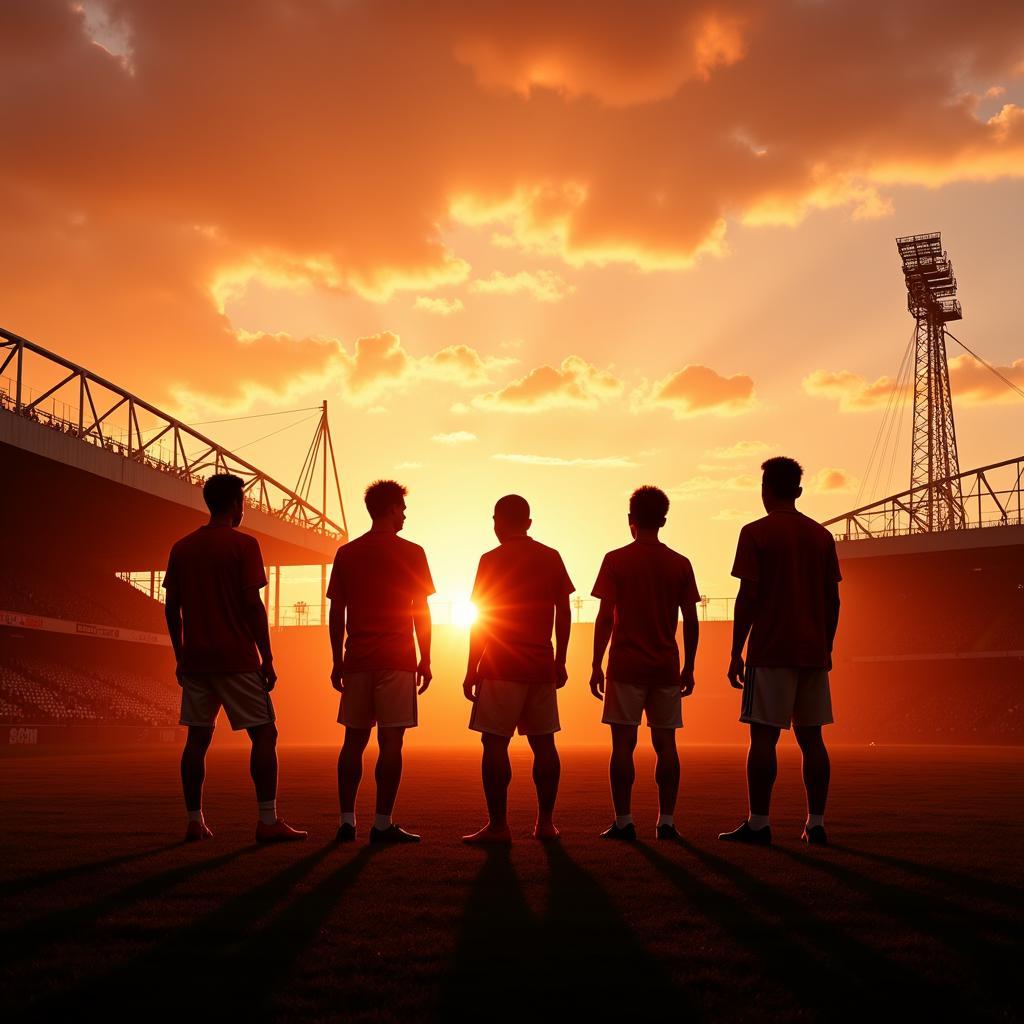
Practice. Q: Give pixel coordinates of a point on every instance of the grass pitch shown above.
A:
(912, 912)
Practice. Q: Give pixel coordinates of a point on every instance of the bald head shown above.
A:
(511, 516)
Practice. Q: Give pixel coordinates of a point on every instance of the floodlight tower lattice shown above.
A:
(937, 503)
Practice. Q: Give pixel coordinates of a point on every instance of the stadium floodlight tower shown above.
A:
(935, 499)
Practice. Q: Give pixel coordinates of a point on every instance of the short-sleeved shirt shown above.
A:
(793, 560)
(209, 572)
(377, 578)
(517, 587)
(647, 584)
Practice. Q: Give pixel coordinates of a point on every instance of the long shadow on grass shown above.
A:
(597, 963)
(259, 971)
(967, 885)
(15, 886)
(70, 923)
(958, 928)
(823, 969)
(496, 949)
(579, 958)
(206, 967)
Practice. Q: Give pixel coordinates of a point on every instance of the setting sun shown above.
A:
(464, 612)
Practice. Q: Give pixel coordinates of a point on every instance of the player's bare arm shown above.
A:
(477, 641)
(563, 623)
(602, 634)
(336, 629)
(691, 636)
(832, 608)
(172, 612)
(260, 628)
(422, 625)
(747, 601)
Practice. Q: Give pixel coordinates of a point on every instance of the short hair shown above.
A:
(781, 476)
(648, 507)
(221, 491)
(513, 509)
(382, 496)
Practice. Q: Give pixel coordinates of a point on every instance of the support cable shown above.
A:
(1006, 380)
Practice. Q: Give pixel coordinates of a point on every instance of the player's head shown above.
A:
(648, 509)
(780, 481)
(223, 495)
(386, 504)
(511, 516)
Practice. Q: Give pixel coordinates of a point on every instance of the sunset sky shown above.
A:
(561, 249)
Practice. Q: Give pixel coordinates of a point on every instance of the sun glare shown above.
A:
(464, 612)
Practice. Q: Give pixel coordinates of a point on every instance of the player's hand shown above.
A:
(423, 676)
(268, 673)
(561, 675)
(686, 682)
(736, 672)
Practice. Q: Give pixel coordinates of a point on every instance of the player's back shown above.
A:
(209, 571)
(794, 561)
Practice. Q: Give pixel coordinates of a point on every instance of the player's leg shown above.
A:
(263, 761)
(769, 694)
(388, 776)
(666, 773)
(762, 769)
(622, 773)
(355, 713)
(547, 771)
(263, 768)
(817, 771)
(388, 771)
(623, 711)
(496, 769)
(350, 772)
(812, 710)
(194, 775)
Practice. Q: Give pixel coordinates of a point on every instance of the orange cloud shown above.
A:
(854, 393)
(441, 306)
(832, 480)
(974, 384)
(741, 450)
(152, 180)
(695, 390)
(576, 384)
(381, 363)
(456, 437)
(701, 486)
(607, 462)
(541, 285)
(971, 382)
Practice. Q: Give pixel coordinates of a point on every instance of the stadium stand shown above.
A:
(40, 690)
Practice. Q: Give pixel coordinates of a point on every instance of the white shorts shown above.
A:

Exercise task — Rewrite the lines of the records above, from the line containing "sun shown above." through the line containing "(1006, 380)", as a numbered list with any blank lines dropped.

Full answer —
1. Practice. Q: Give pixel coordinates of a point on every instance of the setting sun shown above.
2. A:
3. (464, 612)
4. Practice. Q: Give pixel coordinates of a point on every instance of the player's bare arm shown above.
5. A:
6. (477, 641)
7. (563, 623)
8. (602, 634)
9. (336, 629)
10. (691, 636)
11. (832, 608)
12. (172, 612)
13. (260, 628)
14. (422, 625)
15. (747, 601)
16. Practice. Q: Give pixel coordinates of a point on every instance of the short hair shown above.
17. A:
18. (781, 476)
19. (648, 507)
20. (221, 491)
21. (513, 509)
22. (382, 496)
23. Practice. Q: Give pixel coordinates of a point on every instance of the support cable shown above.
24. A:
25. (1006, 380)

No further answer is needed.